2020 has been a tough year for many people. But beyond anything, 2020 is a year of change. Opsani is committed to listening and learning about the ongoing discussion on racial inequalities, especially in our own backyard with Black Lives Matter Movement. We stand in solidarity with the Black community and want to ensure racial equality. 

Change starts with You and me. 

We understand that our commitment to true, systemic change will take time. So here are some steps we plan to take. Our first initiative is to implement more tactics to recruit from the Black Community. In our research, there were some ways to do this:

  1. Attend hiring fairs geared towards Black talent. This can be done through the attendance of college hiring fairs at HBCU Recruitment Fairs and within geographical areas. The important part to point out is that we will not only be looking at the top colleges, as there are many great historically Black colleges and universities, there are many other great ones with talented/gifted students who also deserve the opportunity of employment.
  2. Continue using blind hiring methods such as anonymized resumes. By evaluating the candidate’s skill, knowledge, and potential, free from any bias about his or her race, gender, or age we are better able to choose from a pool of diverse candidates, such as Black people, who might in some cases not be chosen due to their race.

· · · · ·

→ WHAT YOU WILL DO
(a) Write out the part of the statement on racial equality starting with "1. Attend hiring" and going on through "to their race.".
(b) Answer these questions from the statement on racial equality:
(i) Which movement does Opsani name as part of the discussion on racial inequalities?
(ii) What is Opsani's first initiative?
(iii) What is given as an example of a blind hiring method?

→ DATASET EXTRACT
· · · · ·

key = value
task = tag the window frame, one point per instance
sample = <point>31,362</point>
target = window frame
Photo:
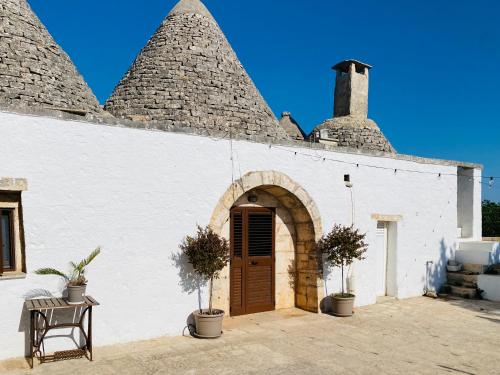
<point>12,239</point>
<point>12,201</point>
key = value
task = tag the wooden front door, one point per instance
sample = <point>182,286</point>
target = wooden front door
<point>252,260</point>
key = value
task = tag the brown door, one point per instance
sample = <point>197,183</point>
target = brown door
<point>252,260</point>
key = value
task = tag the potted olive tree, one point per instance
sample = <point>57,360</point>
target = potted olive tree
<point>75,280</point>
<point>209,254</point>
<point>341,246</point>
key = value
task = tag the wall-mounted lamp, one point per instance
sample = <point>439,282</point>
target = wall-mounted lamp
<point>252,198</point>
<point>347,181</point>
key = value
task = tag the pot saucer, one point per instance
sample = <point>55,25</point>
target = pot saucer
<point>206,337</point>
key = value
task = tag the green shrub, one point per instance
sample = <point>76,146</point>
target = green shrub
<point>209,253</point>
<point>342,245</point>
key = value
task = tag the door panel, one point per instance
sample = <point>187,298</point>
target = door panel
<point>252,260</point>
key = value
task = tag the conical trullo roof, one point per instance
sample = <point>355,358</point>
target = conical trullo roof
<point>188,75</point>
<point>34,70</point>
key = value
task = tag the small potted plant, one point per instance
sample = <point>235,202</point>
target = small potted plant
<point>342,246</point>
<point>209,254</point>
<point>75,280</point>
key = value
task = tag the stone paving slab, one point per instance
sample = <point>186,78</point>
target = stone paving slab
<point>414,336</point>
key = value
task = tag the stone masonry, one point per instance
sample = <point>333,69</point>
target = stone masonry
<point>188,75</point>
<point>34,70</point>
<point>291,126</point>
<point>350,126</point>
<point>354,132</point>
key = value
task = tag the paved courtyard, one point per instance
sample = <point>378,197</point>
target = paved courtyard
<point>415,336</point>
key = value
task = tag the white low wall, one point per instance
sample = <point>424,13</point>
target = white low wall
<point>136,193</point>
<point>490,285</point>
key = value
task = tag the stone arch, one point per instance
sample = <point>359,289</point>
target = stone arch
<point>302,216</point>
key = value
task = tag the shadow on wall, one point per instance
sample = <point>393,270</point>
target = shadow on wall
<point>52,317</point>
<point>495,254</point>
<point>436,271</point>
<point>190,282</point>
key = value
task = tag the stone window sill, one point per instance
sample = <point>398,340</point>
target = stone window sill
<point>12,276</point>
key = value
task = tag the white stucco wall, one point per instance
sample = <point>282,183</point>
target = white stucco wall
<point>136,193</point>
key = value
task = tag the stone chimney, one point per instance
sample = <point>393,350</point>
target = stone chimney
<point>351,89</point>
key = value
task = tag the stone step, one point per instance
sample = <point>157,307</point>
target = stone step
<point>463,292</point>
<point>475,268</point>
<point>466,279</point>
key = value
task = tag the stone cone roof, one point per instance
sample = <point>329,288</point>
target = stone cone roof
<point>189,76</point>
<point>291,126</point>
<point>353,132</point>
<point>34,70</point>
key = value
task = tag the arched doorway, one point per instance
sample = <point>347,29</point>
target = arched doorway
<point>297,227</point>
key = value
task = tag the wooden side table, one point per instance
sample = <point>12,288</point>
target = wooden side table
<point>38,309</point>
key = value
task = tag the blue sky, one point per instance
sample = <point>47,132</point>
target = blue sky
<point>434,86</point>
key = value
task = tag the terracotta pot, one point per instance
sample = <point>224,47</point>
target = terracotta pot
<point>343,304</point>
<point>76,294</point>
<point>208,326</point>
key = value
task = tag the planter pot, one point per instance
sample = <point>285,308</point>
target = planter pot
<point>454,268</point>
<point>343,304</point>
<point>208,326</point>
<point>76,294</point>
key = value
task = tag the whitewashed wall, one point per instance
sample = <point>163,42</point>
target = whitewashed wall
<point>136,193</point>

· · · · ·

→ LIST OF ANSWERS
(a)
1. Attend hiring fairs geared towards Black talent. This can be done through the attendance of college hiring fairs at HBCU Recruitment Fairs and within geographical areas. The important part to point out is that we will not only be looking at the top colleges, as there are many great historically Black colleges and universities, there are many other great ones with talented/gifted students who also deserve the opportunity of employment.
  2. Continue using blind hiring methods such as anonymized resumes. By evaluating the candidate’s skill, knowledge, and potential, free from any bias about his or her race, gender, or age we are better able to choose from a pool of diverse candidates, such as Black people, who might in some cases not be chosen due to their race.

(b)
(i) The Black Lives Matter Movement
(ii) To implement more tactics to recruit from the Black Community
(iii) Anonymized resumes